--- OBJECTIF A ---
Sélectionnez chaque ligne de la liste qui contient le mot « water ». La casse compte.

--- BLOC DE TEXTE ---
|---|
Chers frères et soeurs,

L'Année sacerdotale touche à son terme; c'est pourquoi j'avais commencé dans les dernières catéchèses à parler des devoirs essentiels du prêtre, à savoir: enseigner, sanctifier et gouverner. J'ai déjà tenu deux catéchèses, une sur le ministère de la sanctification, les sacrements notamment, et une sur celui de l'enseignement. Il me reste donc aujourd'hui à parler de la mission du prêtre de gouverner, de guider, avec l'autorité du Christ et non avec la sienne, la portion du Peuple que Dieu lui a confiée.

Comment comprendre dans la culture contemporaine une telle dimension, qui implique le concept d'autorité et qui trouve son origine dans le mandat même du Seigneur de paître son troupeau? Qu'est-ce réellement pour nous chrétiens que l'autorité? Les expériences culturelles, politiques et historiques du passé récent, notamment les dictatures en Europe de l'Est et de l'Ouest au XXe siècle, ont rendu l'homme contemporain suspicieux à l'égard de ce concept. Un soupçon qui, très souvent, se traduit dans l'affirmation de la nécessité d'abandonner toute autorité, qui ne vienne pas exclusivement des hommes et ne leur soit pas soumise, ne soit pas contrôlée par eux. Mais précisément si l'on regarde les régimes qui, au siècle dernier, ont semé la terreur et la mort, cela nous rappelle avec force que l'autorité, dans tous les milieux, lorsqu'elle est exercée sans une référence au Transcendant, se détache de l'Autorité suprême, qui est Dieu, et finit inévitablement par se retourner contre l'homme. Il est alors important de reconnaître que l'autorité humaine n'est jamais une fin, mais toujours et uniquement un moyen et que, nécessairement et à toute époque, la fin est toujours la personne, créée par Dieu avec sa dignité propre intangible et appelée à être en relation avec son Créateur, sur le chemin terrestre de l'existence, et dans la vie éternelle; c'est une autorité exercée dans la responsabilité devant Dieu, devant le Créateur. Une autorité ainsi entendue, qui ait comme but unique de servir le vrai bien des personnes et d'être la transparence sur l'unique Bien Suprême qui est Dieu, non seulement n'est pas étrangère aux hommes mais, au contraire, est une aide précieuse sur le chemin vers la pleine réalisation dans le Christ, vers le salut.
|---|
--- DONNÉES FOURNIES ---
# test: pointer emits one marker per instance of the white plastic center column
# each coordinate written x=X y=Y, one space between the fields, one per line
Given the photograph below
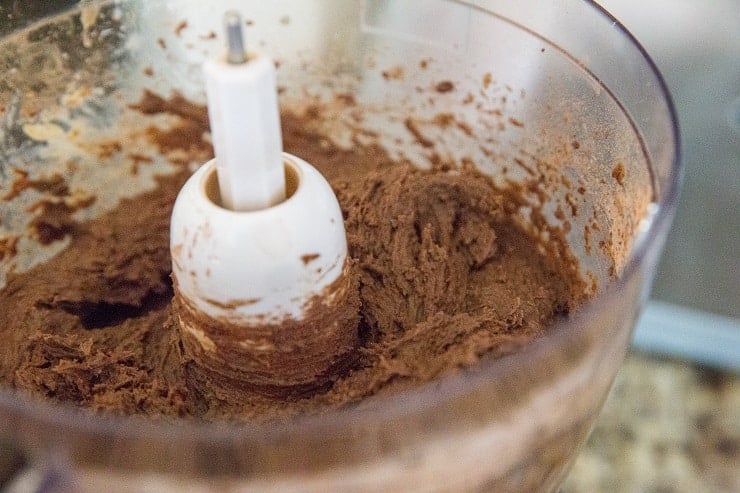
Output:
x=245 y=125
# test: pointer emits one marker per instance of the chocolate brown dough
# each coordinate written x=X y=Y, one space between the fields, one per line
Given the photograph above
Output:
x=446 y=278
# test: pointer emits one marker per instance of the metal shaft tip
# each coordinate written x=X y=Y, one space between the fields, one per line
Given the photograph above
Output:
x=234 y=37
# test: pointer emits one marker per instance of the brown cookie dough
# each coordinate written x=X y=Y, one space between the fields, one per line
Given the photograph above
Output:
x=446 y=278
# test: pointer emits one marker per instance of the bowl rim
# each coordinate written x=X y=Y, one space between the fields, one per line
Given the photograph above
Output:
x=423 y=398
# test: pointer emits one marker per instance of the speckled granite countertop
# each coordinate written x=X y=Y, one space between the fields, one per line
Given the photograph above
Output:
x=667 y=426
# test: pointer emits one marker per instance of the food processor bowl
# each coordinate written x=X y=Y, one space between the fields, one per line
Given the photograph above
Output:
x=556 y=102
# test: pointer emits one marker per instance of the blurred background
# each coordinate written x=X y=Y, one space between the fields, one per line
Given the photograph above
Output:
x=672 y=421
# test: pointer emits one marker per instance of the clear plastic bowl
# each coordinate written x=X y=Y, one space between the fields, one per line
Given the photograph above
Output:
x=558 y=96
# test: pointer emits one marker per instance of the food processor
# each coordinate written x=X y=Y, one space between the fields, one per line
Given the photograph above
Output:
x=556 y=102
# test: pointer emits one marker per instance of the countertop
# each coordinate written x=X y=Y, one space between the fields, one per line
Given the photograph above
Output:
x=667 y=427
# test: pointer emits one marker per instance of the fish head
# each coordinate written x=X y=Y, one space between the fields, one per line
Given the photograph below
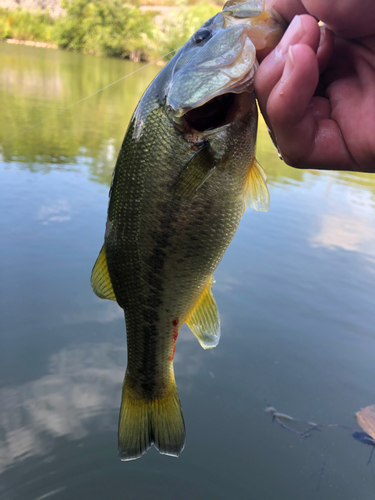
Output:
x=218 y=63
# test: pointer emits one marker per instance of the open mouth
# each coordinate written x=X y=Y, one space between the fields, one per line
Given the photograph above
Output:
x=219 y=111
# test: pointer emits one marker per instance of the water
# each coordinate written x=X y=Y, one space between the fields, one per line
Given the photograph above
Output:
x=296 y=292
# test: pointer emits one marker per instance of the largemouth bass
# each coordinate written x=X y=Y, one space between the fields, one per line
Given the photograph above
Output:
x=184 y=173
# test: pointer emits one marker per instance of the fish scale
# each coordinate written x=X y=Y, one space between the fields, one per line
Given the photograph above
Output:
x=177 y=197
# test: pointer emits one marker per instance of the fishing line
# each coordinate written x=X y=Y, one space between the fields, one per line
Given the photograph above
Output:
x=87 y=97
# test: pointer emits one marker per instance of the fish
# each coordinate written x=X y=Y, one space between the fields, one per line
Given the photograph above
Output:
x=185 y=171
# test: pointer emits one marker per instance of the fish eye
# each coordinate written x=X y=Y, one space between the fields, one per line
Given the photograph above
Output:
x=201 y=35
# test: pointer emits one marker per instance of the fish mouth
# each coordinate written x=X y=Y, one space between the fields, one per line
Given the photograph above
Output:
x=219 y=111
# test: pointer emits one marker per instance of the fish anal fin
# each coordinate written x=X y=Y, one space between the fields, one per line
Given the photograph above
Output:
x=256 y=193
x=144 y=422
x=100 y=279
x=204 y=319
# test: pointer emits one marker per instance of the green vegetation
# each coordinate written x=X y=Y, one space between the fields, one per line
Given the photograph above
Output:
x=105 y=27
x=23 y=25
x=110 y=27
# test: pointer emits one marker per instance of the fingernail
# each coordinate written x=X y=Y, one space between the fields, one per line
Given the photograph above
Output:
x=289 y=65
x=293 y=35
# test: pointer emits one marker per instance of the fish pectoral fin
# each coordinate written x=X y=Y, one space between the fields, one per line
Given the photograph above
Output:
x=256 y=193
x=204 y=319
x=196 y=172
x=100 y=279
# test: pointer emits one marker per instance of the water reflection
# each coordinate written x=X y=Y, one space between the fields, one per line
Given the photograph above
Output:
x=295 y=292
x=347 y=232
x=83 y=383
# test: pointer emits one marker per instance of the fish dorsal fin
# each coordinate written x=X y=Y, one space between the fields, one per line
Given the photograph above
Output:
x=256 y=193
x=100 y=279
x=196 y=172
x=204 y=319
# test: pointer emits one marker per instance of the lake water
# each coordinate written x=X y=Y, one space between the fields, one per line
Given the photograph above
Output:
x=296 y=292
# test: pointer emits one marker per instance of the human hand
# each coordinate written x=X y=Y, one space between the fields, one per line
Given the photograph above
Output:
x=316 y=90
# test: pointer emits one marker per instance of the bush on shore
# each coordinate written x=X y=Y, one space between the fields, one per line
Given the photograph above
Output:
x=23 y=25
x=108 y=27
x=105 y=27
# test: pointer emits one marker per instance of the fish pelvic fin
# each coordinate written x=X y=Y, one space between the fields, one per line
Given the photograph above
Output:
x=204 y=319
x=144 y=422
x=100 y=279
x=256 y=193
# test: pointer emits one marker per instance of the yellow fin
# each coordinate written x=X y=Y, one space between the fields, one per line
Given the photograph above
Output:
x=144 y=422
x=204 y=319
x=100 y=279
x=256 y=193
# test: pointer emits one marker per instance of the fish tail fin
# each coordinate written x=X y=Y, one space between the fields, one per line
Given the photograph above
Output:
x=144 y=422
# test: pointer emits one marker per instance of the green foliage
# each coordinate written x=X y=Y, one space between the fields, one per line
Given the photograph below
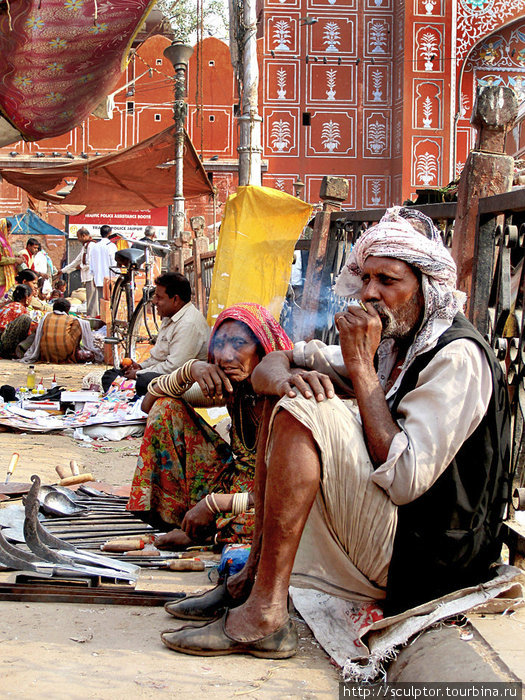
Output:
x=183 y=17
|---|
--- OBJECTIF B ---
Reproduisez à l'identique, dans le texte sur l'autorité, le passage qui va de « L'Année sacerdotale touche » jusqu'à « lui a confiée. ».

--- RÉSULTAT ATTENDU A ---
# test: pointer emits one marker per instance of the water
# test: pointer emits one marker per instance of the water reflection
# test: pointer emits one marker per instance of the lake water

--- RÉSULTAT ATTENDU B ---
L'Année sacerdotale touche à son terme; c'est pourquoi j'avais commencé dans les dernières catéchèses à parler des devoirs essentiels du prêtre, à savoir: enseigner, sanctifier et gouverner. J'ai déjà tenu deux catéchèses, une sur le ministère de la sanctification, les sacrements notamment, et une sur celui de l'enseignement. Il me reste donc aujourd'hui à parler de la mission du prêtre de gouverner, de guider, avec l'autorité du Christ et non avec la sienne, la portion du Peuple que Dieu lui a confiée.